» Exercise aim
Filter the data below down to every line containing the word "lens", and copy those lines unchanged.

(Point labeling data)
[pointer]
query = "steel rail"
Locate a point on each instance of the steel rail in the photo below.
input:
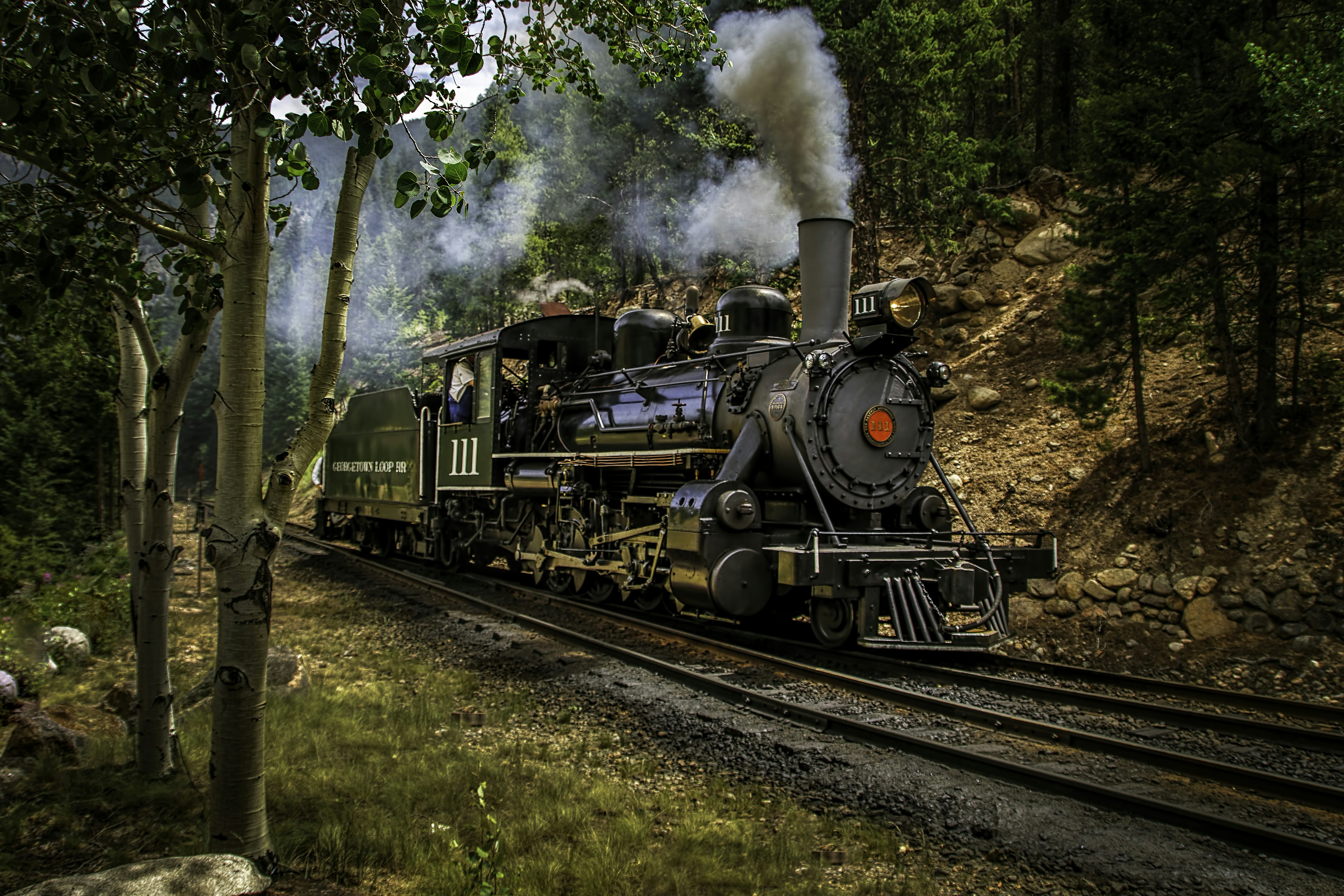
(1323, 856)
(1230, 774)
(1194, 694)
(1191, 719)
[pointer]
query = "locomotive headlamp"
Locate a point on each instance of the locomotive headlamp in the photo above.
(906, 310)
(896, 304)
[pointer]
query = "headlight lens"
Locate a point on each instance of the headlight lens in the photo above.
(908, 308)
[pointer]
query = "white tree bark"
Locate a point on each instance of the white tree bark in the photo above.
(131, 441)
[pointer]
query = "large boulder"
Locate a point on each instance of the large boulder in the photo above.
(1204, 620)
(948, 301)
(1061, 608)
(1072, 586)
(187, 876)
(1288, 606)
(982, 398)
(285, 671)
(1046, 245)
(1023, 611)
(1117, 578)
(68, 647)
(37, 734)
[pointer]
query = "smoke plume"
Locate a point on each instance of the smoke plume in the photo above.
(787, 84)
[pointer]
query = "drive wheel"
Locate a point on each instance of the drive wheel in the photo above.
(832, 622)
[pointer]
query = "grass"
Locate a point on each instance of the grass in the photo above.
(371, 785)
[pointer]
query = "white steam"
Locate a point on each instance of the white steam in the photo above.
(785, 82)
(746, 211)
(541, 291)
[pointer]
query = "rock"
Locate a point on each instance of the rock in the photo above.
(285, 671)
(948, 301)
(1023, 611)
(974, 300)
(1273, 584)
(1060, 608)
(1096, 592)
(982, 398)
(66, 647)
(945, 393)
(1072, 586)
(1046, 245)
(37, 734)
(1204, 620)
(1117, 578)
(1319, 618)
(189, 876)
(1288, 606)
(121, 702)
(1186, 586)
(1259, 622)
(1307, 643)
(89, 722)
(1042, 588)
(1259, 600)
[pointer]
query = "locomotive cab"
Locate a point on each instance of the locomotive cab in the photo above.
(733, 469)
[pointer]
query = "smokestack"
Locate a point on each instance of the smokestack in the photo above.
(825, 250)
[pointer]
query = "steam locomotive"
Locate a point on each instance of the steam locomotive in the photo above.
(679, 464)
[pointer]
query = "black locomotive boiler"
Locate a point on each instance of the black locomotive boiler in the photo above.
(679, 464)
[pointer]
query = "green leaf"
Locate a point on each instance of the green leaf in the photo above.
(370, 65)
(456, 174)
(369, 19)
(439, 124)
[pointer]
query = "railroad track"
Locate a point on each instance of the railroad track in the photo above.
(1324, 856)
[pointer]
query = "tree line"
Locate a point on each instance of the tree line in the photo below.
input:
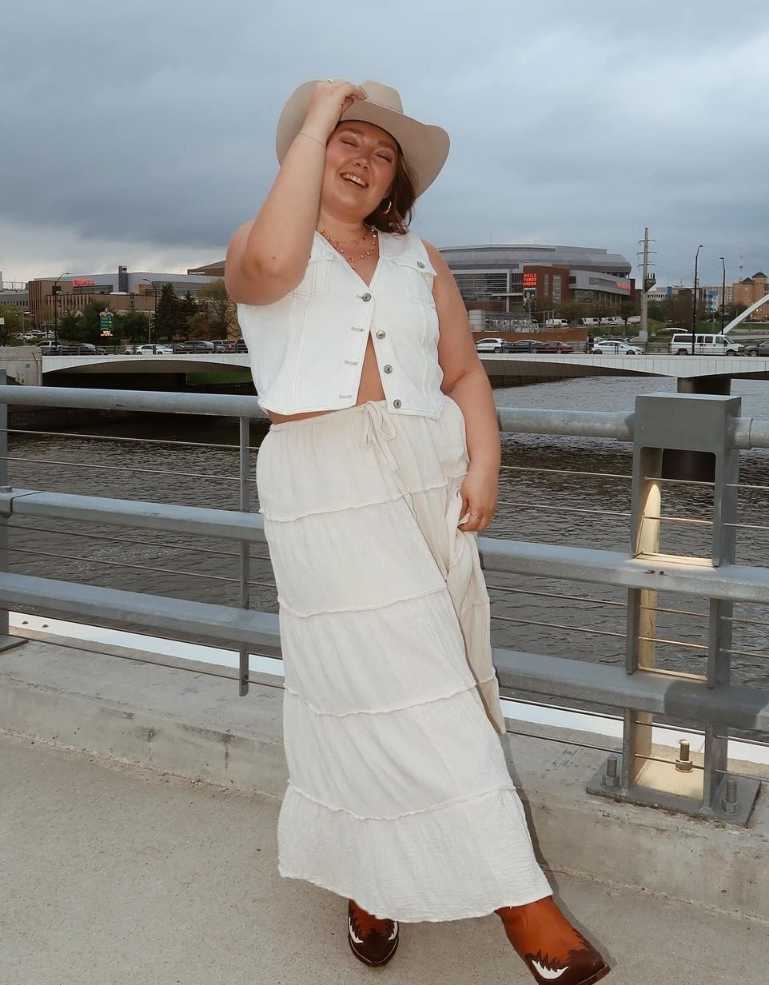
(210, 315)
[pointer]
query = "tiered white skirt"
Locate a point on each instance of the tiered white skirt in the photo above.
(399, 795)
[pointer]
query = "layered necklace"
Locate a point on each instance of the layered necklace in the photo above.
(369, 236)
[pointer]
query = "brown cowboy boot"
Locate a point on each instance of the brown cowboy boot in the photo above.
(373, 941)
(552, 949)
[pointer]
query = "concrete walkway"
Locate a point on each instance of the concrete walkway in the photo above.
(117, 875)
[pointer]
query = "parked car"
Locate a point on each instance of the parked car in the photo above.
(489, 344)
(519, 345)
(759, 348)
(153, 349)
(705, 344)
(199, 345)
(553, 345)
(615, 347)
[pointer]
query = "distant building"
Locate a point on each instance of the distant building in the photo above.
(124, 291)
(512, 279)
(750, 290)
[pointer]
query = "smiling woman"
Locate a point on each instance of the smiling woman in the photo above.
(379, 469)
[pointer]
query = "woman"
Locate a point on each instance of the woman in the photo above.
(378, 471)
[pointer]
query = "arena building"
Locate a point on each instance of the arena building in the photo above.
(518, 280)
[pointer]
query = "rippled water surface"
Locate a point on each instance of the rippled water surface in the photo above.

» Response below
query = "headlight lens"
Locate a point on each instance of the headlight lens in the photo above.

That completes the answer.